- Goal of the exercise -
Write a continuation of the documentation on executing plans, beginning right after its last sentence.

Skip to content

Executing Plans

In this section, we are going to illustrate a number of ways on how to use our plan module.

Launching mode concepts

Since plan was designed for being resilient, a number of launching concepts had to be introduced to meet operational users requirements in a production environment. Namely:

  • WITH_LAST_COMMITTED_FROM_START_TO_END_DATE

    activated when a start date and stop date is defined in plan_settings

  • WITH_LAST_COMMITTED_FROM_START_DATE

    activated when only a start date is defined in plan_settings (in this mode, date of last successful execution takes priority if exists.)

  • WITH_LAST_COMMITTED_TO_END_DATE

    activated when only an end date is defined in plan_settings (in this mode, date of last successful execution is taken into account)

  • WITH_LAST_COMMITTED

    activated when neither start date nor end date is defined in plan_settings (in this mode, recovery date of last successful execution is taken into account)

  • WITHOUT_LAST_COMMITTED

    activated when a plan is launched without --last-committed argument

Plan LOG types

  • PLAN_FIRST_EXECUTION

    When neither recovery index nor document is found with required plan information

  • PLAN_RESUMED_FROM_CHECKPOINT

    When a recovery document is found containing needed meta data for our plan to resume from

  • PLAN_IGNORED_LAST_COMMITTED_START_DATE

    When plan is launched in WITH_LAST_COMMITTED_FROM_START_DATE

  • PLAN_UPTIME

    Plan metrics where you can find the uptime value (in seconds) of the plan process

Job LOG types

  • JOB_STARTED

    When a job executed by a plan begins

  • JOB_ENDED

    When a job executed by a plan ends

  • JOB_FAILED

    When a job executed by a plan fails to end

  • ERROR

    When something unexpected happened

This section explains how to launch punchline plans in practice. For that a list of useful commands to keep in mind which can be found below.

It is important to have basic understanding of Spark concepts. If it's not the case, please go through the Plan concepts section first.

- Dataset extract -

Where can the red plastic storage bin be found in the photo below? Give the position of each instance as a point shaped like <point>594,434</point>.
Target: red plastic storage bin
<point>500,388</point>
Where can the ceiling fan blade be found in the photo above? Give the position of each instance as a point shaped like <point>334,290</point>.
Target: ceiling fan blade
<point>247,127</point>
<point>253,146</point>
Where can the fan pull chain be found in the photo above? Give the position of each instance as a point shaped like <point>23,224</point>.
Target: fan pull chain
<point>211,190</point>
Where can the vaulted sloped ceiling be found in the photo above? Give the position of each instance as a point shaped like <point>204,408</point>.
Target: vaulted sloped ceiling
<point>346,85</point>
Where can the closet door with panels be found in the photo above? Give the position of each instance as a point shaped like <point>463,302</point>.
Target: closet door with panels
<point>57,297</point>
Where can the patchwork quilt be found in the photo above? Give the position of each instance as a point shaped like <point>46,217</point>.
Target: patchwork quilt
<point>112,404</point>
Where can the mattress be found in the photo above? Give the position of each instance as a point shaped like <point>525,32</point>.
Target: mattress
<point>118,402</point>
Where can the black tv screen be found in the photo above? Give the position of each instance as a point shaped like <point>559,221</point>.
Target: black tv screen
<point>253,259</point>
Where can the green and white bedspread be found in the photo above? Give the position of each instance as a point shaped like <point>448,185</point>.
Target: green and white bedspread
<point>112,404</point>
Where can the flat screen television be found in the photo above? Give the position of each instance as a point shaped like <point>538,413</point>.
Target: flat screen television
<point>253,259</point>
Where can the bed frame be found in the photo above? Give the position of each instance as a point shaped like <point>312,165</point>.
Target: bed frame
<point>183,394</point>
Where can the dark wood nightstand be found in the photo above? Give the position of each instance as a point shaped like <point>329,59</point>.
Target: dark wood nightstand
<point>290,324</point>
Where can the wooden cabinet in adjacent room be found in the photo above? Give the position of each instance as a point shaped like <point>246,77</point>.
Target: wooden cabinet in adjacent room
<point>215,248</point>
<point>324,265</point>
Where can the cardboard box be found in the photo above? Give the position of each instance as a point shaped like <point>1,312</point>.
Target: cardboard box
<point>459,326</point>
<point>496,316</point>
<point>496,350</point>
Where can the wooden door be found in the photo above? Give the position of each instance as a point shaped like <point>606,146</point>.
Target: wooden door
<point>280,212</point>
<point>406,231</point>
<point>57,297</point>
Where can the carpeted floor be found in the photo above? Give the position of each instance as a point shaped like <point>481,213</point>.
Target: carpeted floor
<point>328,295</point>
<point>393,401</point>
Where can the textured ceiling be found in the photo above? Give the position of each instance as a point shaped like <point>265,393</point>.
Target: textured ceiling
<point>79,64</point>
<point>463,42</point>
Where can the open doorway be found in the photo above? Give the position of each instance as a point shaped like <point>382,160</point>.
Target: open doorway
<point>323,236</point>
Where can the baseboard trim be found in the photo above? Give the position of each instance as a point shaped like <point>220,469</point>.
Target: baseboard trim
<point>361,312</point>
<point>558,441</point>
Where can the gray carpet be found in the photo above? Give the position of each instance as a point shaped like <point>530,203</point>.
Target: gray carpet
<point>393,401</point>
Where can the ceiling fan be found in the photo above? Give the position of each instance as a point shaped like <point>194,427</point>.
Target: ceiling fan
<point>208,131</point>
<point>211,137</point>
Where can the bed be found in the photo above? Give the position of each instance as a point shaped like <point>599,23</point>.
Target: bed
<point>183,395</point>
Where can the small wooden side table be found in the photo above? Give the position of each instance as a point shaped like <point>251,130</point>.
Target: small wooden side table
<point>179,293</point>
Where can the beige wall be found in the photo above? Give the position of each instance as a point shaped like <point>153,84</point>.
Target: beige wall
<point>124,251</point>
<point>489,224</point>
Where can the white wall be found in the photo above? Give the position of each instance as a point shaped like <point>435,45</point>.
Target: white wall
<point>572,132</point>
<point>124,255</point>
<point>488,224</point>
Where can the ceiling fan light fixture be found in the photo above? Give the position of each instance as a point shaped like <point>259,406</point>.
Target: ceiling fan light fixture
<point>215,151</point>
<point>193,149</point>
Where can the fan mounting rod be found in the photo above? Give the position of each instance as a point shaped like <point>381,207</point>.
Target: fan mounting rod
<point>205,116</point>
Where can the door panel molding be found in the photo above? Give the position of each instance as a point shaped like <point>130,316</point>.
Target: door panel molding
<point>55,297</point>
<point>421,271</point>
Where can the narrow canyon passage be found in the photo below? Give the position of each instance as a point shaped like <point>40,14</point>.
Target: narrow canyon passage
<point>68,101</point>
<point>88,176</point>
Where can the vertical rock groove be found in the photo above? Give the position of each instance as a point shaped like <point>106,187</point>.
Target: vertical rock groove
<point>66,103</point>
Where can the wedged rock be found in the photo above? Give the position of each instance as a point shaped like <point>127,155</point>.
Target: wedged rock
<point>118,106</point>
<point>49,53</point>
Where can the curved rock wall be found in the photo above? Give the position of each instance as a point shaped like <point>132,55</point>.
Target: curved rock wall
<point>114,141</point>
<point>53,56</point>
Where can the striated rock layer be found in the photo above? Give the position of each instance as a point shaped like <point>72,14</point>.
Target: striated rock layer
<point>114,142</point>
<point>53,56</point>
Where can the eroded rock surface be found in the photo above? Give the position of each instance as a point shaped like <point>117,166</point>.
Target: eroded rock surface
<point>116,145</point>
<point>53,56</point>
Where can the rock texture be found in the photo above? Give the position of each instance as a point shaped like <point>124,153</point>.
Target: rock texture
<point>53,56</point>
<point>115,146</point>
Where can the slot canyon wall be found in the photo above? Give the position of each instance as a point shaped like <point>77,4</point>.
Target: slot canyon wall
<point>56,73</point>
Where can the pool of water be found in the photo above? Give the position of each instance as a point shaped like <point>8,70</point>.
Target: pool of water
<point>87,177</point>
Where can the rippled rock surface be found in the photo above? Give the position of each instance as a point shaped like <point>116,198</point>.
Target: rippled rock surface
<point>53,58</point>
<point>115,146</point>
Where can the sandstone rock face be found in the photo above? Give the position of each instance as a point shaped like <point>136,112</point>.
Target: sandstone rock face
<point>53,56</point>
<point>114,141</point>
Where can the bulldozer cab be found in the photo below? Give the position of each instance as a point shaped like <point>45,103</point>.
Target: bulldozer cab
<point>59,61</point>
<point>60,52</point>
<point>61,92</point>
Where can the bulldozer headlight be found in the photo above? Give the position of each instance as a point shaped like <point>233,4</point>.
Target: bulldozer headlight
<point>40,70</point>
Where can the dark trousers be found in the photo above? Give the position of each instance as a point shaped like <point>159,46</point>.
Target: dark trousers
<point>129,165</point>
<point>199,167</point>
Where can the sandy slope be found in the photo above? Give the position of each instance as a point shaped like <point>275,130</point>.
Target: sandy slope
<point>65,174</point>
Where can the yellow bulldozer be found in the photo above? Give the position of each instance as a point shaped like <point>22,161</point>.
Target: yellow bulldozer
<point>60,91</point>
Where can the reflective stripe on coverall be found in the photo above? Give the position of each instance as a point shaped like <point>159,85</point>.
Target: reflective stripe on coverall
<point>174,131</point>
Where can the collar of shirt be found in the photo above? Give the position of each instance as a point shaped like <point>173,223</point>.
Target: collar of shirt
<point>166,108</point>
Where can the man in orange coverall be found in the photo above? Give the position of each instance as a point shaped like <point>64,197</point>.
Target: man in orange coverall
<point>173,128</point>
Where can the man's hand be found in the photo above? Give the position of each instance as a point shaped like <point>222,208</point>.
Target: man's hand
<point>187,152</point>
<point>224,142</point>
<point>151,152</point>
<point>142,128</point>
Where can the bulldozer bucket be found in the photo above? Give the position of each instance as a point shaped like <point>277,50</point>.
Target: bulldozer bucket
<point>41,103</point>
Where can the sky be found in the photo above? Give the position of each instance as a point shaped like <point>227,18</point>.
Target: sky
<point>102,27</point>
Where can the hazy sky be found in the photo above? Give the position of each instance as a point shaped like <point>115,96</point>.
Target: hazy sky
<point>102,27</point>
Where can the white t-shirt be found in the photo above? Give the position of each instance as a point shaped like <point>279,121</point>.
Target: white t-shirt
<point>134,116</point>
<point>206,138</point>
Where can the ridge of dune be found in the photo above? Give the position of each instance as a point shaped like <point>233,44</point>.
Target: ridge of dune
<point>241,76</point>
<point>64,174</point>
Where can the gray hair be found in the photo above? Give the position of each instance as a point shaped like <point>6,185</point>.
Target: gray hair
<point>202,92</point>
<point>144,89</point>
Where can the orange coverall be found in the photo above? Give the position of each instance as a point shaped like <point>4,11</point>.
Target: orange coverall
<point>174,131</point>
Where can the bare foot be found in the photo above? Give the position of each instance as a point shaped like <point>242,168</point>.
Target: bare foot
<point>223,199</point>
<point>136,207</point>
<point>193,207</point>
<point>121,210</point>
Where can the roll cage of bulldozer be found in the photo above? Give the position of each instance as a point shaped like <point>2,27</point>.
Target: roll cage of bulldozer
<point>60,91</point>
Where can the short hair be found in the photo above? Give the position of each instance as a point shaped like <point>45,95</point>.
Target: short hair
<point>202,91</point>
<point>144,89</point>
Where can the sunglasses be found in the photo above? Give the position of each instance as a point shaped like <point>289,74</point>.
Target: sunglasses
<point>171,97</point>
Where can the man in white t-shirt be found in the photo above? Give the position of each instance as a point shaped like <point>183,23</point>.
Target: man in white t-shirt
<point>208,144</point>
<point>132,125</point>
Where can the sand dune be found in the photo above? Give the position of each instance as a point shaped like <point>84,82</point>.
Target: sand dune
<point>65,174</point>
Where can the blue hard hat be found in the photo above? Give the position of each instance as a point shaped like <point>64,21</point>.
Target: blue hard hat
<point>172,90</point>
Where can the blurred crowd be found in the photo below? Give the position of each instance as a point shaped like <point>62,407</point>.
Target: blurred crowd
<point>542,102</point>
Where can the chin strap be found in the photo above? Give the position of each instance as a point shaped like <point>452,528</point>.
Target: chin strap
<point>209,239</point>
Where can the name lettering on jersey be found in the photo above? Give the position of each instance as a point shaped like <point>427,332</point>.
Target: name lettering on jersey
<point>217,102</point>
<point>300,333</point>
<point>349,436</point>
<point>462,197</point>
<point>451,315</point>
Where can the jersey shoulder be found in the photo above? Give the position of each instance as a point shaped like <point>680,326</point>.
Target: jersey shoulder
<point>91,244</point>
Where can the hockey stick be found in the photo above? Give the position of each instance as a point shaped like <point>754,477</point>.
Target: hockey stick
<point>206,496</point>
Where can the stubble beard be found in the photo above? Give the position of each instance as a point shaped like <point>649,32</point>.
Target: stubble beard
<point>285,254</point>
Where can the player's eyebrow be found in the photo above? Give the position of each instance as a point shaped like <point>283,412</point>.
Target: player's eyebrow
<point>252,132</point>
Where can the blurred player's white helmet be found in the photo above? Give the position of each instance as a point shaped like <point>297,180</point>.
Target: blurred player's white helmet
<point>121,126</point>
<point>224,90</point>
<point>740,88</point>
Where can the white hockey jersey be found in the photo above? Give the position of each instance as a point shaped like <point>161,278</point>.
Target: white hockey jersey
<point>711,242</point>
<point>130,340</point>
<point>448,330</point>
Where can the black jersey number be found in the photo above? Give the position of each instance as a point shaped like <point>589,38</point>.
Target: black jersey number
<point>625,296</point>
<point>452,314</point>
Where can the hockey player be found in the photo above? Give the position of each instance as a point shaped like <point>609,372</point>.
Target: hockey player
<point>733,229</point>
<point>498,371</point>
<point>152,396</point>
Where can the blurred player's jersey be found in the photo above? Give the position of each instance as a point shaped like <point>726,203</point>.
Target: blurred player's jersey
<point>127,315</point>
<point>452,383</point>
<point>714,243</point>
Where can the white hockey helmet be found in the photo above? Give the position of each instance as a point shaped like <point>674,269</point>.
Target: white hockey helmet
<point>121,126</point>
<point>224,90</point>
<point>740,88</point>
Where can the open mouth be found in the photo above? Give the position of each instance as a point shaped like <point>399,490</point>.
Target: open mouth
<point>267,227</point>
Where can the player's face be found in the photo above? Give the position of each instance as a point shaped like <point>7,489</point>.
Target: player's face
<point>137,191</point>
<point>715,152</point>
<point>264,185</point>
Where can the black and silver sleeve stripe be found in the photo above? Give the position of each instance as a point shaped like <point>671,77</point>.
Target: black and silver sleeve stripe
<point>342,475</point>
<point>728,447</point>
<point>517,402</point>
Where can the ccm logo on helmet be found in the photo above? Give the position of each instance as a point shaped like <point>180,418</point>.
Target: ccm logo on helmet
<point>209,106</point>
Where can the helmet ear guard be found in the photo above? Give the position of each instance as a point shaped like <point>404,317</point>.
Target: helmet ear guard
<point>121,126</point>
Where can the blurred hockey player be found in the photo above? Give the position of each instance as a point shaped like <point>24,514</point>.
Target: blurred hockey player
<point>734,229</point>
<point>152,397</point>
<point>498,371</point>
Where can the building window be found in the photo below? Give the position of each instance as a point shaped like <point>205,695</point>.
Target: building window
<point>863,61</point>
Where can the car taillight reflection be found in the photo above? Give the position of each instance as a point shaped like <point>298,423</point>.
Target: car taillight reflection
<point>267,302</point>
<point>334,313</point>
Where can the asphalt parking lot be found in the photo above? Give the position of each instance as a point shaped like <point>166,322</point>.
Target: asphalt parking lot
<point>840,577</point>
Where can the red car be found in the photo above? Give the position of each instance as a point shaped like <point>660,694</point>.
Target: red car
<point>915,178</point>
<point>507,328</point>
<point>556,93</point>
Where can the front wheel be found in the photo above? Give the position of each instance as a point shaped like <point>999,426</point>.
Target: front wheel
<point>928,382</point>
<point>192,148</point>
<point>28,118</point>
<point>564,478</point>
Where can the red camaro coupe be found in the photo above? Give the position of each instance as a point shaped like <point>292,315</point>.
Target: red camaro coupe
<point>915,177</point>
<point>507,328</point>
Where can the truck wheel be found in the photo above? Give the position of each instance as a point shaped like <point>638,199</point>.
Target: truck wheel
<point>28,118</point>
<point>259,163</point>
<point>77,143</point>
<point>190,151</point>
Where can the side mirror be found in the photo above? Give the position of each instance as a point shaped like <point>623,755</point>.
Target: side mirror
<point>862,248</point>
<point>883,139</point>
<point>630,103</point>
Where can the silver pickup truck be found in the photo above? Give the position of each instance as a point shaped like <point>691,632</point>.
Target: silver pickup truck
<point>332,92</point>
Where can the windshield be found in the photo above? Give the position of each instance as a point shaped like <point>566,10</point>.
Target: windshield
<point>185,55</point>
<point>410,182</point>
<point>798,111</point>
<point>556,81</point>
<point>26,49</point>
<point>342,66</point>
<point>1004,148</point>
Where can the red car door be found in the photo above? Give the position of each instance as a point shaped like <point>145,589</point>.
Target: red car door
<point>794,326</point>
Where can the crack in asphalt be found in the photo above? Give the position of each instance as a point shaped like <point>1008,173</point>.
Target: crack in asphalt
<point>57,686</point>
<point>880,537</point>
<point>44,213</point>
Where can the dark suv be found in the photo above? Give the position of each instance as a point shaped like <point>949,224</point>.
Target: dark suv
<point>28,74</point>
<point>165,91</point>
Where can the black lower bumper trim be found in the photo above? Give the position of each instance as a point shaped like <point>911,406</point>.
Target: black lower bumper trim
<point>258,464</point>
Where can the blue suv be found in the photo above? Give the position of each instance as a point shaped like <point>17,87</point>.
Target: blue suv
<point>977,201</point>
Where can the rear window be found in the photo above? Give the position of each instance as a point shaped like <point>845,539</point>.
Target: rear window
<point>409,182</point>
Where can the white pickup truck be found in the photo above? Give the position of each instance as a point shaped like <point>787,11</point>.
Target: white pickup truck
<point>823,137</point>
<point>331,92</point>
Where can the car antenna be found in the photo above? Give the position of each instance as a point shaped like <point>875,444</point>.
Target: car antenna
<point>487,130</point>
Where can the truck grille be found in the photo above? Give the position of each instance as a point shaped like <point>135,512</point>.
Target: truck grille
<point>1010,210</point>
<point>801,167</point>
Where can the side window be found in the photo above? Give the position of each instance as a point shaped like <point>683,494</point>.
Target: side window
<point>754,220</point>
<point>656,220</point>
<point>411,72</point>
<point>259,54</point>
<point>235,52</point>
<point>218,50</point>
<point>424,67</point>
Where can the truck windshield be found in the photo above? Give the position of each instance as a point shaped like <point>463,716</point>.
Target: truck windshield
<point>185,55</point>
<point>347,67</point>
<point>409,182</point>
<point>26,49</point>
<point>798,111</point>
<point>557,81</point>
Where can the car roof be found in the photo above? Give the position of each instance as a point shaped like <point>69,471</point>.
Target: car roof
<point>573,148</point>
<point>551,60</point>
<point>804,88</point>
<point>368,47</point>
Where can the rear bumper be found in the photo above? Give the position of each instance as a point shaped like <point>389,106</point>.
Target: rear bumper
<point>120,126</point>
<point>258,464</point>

- Output for this exercise -
Example LOG structure

{
  "content": {
    "unit": "seconds",
    "event_type": "PLAN_UPTIME",
    "job_runtime_id": "5b5ffef8-eca4-45e0-a159-2738839f14c7",
    "level": "INFO",
    "rate": 10,
    "logger": "org.thales.punch.plan.api.PlanLauncher",
    "channel": "default",
    "launch_mode": "WITH_LAST_COMMITTED",
    "plan.runtime.id": "default",
    "start_date": "2019-11-15T14:57:15.809Z",
    "uptime": 39
  },
  "target": {
    "cluster": "foreground",
    "type": "spark"
  },
  "init": {
    "process": {
      "name": "plan_controller",
      "id": "5624@PUNCH-LPT35-003"
    },
    "host": {
      "name": "PUNCH-LPT35-003"
    },
    "user": {
      "name": "jonathan"
    }
  },
  "platform": {
    "channel": "default",
    "id": "default",
    "job": "no_shiva",
    "tenant": "default"
  },
  "type": "punch",
  "vendor": "thales",
  "@timestamp": "2019-11-15T14:57:15.809Z"
  },
  "fields": {
    "@timestamp": [
      "2019-11-15T14:57:15.809Z"
    ],
    "content.start_date": [
      "2019-11-15T14:57:15.809Z"
    ]
  }
}

Commons fields:

  • start_date: refers to the date when the plan or a PunchLine was executed
  • job_runtime_id: runtime_id of the PunchLine executed by the plan. The runtime_id (generated if not set by the user) is unique as long as the plan process is running. In case the plan dies and resumes afterwards, a new runtime_id will be affected to all the PunchLine which will be executed by our plan.
  • channel: name of the channel the plan is located
  • ...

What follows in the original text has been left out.